◆ Lista de tarefas ◆
a - De acordo com o texto sobre o açúcar, em que ano foi escrito o livro "Sugar Blues"?
b - Dê continuidade ao texto sobre o açúcar, começando logo após a última frase apresentada.

◆ Texto de estudo ◆
------------------------------------------------------------------------
O maior fermento da escravidão negra foi a indústria açucareira. No Brasil todo o sofrimento do negro está ligado a necessidade de mão-de-obra para cultivar e preparar a cana de açúcar para os refinadores portugueses (na verdade holandeses). O açúcar sedimenta a devastação do meio ambiente no nordeste brasileiro e para fazer da colônia o maior produtor do mundo subjuga milhões de negros africanos à mais estúpida agressão do homem contra o homem de todos os tempos.

O açúcar esteve sempre sob os cuidados dos poderosos, a ponto do nome da doença do açúcar ter o nome ligado ao mel e não a ele mesmo pelo singelo fato do descobridor ser médico de um poderoso rei que detinha poder pela exploração açucareira. Diabete mellitus, poderia ser chamada de poliuria sacarus, (muita urina doce, ou inflamação da urina doce) mas ficou mellitus (de mel) para evitar constrangimentos ou perder sua cabeça, afinal naqueles tempos se cortava a cabeça de inimigos da coroa inglesa, e o dr Willis, eminente médico iria ser mais um numa série infindável de autoridades médicas, até os tempos de hoje, que sucumbiu ao poder supremo da sacarose refinada da cana.

O livro "Sugar Blues" de William Dufty é um poderoso instrumento de compreensão do impacto do doce veneno sobre a espécie humana nestes últimos 2000 anos. É um texto impressionante, pois é uma síntese de ecologia e visão holística sem mencionar tais expressões uma única vez, e foi escrito em 1975!

Levanta questões absolutamente insólitas para as pessoas que não costumam fazer perguntas. Mas você sabia que vai açúcar em tudo praticamente que se ingere, inclusive nos salgados? Você sabia que até o cigarro tem açúcar, e que pode ser pelo uso do açúcar na sua produção que ele se tornou cancerígeno. (Afinal se tem notícia de algum índio que tenha falado de câncer do pulmão na América antiga?)
------------------------------------------------------------------------
◆ Dados de origem ◆
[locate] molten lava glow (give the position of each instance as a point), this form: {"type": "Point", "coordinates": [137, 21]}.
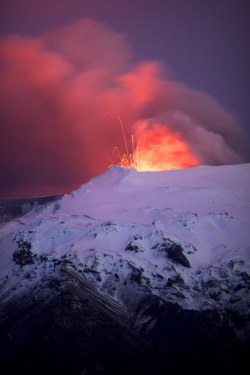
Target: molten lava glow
{"type": "Point", "coordinates": [156, 149]}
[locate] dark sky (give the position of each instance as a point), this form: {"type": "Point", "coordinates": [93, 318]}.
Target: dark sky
{"type": "Point", "coordinates": [202, 43]}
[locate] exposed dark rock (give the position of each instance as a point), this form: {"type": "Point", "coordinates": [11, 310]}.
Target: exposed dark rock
{"type": "Point", "coordinates": [70, 328]}
{"type": "Point", "coordinates": [23, 255]}
{"type": "Point", "coordinates": [175, 253]}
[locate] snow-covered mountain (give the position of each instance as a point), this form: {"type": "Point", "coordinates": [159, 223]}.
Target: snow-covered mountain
{"type": "Point", "coordinates": [131, 266]}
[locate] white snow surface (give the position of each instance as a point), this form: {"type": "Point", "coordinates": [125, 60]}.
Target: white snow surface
{"type": "Point", "coordinates": [205, 210]}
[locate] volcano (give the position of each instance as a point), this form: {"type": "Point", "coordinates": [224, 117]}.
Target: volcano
{"type": "Point", "coordinates": [134, 273]}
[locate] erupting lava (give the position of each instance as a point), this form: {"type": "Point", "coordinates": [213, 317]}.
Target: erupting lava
{"type": "Point", "coordinates": [155, 148]}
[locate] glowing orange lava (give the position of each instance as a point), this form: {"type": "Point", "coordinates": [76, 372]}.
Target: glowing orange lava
{"type": "Point", "coordinates": [155, 149]}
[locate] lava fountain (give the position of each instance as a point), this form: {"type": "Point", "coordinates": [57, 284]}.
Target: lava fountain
{"type": "Point", "coordinates": [155, 148]}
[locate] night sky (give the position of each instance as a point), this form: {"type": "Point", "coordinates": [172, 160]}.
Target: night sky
{"type": "Point", "coordinates": [64, 80]}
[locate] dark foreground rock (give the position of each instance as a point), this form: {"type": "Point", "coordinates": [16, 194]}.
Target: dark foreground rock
{"type": "Point", "coordinates": [67, 327]}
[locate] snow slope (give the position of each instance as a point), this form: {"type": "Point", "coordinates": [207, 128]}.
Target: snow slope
{"type": "Point", "coordinates": [183, 235]}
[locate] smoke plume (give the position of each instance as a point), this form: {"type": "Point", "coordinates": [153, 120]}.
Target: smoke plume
{"type": "Point", "coordinates": [60, 98]}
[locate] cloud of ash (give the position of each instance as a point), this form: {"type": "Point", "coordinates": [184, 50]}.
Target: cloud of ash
{"type": "Point", "coordinates": [61, 93]}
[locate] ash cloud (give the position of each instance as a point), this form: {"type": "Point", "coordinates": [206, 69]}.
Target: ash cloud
{"type": "Point", "coordinates": [60, 95]}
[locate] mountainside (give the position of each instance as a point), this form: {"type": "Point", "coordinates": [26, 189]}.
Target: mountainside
{"type": "Point", "coordinates": [134, 273]}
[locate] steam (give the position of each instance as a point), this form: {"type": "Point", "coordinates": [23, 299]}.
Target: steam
{"type": "Point", "coordinates": [60, 95]}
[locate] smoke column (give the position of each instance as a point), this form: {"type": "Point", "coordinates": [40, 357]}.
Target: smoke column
{"type": "Point", "coordinates": [61, 93]}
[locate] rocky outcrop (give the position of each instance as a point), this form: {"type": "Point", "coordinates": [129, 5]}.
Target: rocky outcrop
{"type": "Point", "coordinates": [64, 324]}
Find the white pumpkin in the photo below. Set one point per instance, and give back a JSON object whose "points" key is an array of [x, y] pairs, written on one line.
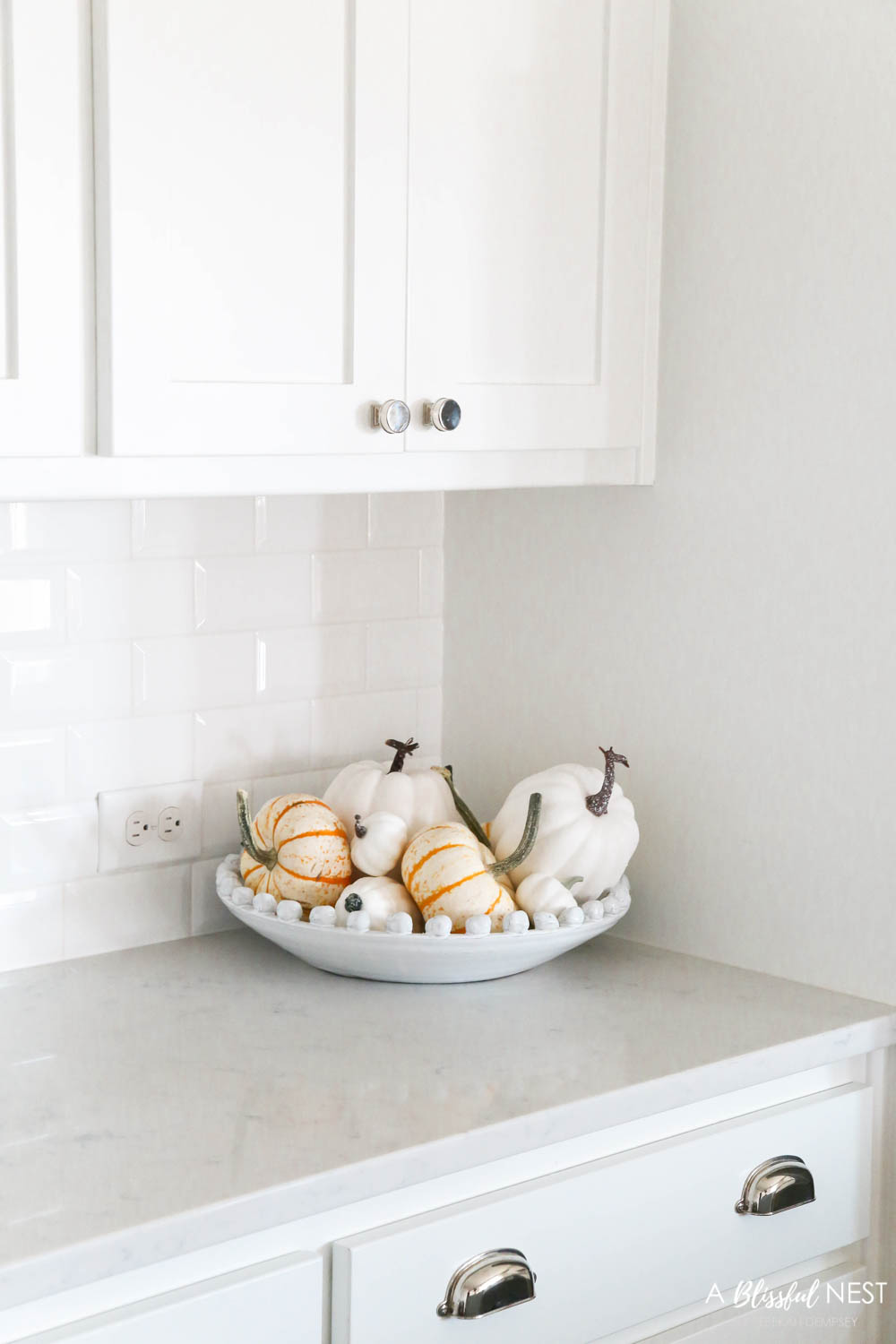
{"points": [[587, 824], [450, 873], [296, 849], [418, 796], [378, 843], [540, 892], [381, 898]]}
------------------------------------------------------------------------
◆ Respostas por tarefa ◆
a - Em 1975.

b -
O açúcar pode estar relacionado a centenas de problemas médicos incluindo todo o tipo de problema de saúde na infância (infecções de repetição, distúrbios de comportamento, ansiedade infantil, hiperatividade falta de concentração etc.), alteração no sistema imunológico, aumento de triglicerídeos, aumento de taxas de colesterol, favorece inúmeros tipo de câncer (cólon, bexiga, ovário, próstata, mama, reto entre outros), aumenta a acidez do estômago, favorece doenças com a doença de Crohn, retocolite, artrite, asma, apendicite, hipertensão, eczemas e alergias em geral, miopia, enxaqueca entre tantos outros males. Há muitos estudos que relacionam inúmeros problemas ginecológicos com a ingestão de açúcar refinado (ovários policístico e crises de TPM). Cáries dentárias, obesidade e diabete são apenas as mais óbvias enfermidades causadas por este aditivo alimentar.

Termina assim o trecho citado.